-------- EXTRACTED TEXT --------

# Dhcpcd timeout on e100 after kernel upgrade [SOLVED]

## niffs

Well, I've had this problem for a while now, but have been suppressing it by using an old (2.6.12) kernel... but it's starting to bother me now.

After corrupting my hard drive and buying a new one, I reinstalled gentoo from scratch. I had been using a fairly old kernel on the previous hard drive, and when I reinstalled I grabbed the newest version. Networking worked fine off of the livecd (2007.0 amd64 minimal install cd), but when I installed a kernel to the hard drive (I used the mm-sources variant, but I've tried gentoo-sources and vanilla-sources to no avail) networking consistantly timed out.

My ethernet card is a "Intel Corporation 82557/8/9 [Ethernet Pro 100] (rev 05)" according to lspci, and it's worked fine with the e100 driver up until this upgrade. When I attempt to run dhcpcd, I get a message in my dmesg to the effect: "e100: e100_watchdog: link up, 100Mbps, full-duplex", but I don't recieve a connection. Ifconfig states that, after running dhcpcd, I have no transmitted or recieved packets on the eth0 interface. I can manually set the address, but it does me no good. When I try to ping my router (192.168.1.1), I recieve the ever-so-ominous "Destination Host Unreachable" messages.

--------

#### STATED TASK 1:
Print the stretch of the forum post about the dhcpcd timeout from "After corrupting my" through "consistantly timed out.", word for word.

-------- EXTRACTED RECORDS --------

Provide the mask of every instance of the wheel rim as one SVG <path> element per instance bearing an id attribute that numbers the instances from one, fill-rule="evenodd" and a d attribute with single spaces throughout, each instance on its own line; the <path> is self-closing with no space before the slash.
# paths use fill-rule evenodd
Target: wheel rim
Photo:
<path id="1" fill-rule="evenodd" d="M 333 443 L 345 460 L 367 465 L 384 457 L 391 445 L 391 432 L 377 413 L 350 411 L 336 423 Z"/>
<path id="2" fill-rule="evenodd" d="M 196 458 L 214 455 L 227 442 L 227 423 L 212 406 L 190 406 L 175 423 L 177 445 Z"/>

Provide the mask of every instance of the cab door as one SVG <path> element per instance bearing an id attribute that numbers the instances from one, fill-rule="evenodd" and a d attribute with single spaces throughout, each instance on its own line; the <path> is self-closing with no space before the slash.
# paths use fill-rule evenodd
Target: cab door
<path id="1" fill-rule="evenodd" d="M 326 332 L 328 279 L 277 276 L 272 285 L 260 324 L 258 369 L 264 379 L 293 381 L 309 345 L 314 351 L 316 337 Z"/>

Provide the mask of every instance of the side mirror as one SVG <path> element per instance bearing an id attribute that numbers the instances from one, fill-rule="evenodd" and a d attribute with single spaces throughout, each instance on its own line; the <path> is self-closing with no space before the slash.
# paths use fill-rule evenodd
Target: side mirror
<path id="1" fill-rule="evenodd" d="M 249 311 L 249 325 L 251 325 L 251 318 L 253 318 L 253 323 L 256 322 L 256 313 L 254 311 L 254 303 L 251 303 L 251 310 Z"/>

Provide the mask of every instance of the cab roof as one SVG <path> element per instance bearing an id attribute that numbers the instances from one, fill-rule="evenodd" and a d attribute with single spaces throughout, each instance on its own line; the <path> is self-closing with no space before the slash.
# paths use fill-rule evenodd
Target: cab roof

--------

#### STATED TASK 2:
Output the part of the rows from the line containing "Provide the mask of every instance of the cab roof" through the end of the rows again, word for word.

#### WORKED SOLUTION 1:
After corrupting my hard drive and buying a new one, I reinstalled gentoo from scratch. I had been using a fairly old kernel on the previous hard drive, and when I reinstalled I grabbed the newest version. Networking worked fine off of the livecd (2007.0 amd64 minimal install cd), but when I installed a kernel to the hard drive (I used the mm-sources variant, but I've tried gentoo-sources and vanilla-sources to no avail) networking consistantly timed out.

#### WORKED SOLUTION 2:
Provide the mask of every instance of the cab roof as one SVG <path> element per instance bearing an id attribute that numbers the instances from one, fill-rule="evenodd" and a d attribute with single spaces throughout, each instance on its own line; the <path> is self-closing with no space before the slash.
# paths use fill-rule evenodd
Target: cab roof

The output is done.